PROMPT:
Give the data a second time, exactly and in full.

[Start PROVIDED DATA]

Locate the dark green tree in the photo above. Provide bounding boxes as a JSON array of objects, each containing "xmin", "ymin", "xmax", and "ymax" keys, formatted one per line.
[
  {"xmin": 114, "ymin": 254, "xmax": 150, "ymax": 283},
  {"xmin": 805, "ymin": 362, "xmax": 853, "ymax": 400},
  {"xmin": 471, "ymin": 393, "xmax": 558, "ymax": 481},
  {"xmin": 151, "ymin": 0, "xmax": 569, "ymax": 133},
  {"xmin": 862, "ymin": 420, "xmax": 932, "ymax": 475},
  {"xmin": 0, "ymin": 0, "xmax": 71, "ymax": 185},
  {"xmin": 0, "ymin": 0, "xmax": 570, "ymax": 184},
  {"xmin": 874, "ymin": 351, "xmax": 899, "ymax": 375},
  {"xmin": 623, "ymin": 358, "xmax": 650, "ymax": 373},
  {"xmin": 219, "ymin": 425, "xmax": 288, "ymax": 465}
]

[End PROVIDED DATA]

WRITTEN REPLY:
Locate the dark green tree in the photo above. Provide bounding boxes as a JSON array of objects, each containing "xmin", "ymin", "xmax", and "ymax" keys, formatted one per line.
[
  {"xmin": 114, "ymin": 254, "xmax": 150, "ymax": 283},
  {"xmin": 805, "ymin": 362, "xmax": 853, "ymax": 400},
  {"xmin": 471, "ymin": 393, "xmax": 558, "ymax": 481},
  {"xmin": 151, "ymin": 0, "xmax": 569, "ymax": 133},
  {"xmin": 862, "ymin": 420, "xmax": 932, "ymax": 475},
  {"xmin": 0, "ymin": 0, "xmax": 71, "ymax": 185},
  {"xmin": 0, "ymin": 0, "xmax": 570, "ymax": 184},
  {"xmin": 874, "ymin": 351, "xmax": 899, "ymax": 375},
  {"xmin": 623, "ymin": 358, "xmax": 650, "ymax": 373},
  {"xmin": 219, "ymin": 425, "xmax": 288, "ymax": 465}
]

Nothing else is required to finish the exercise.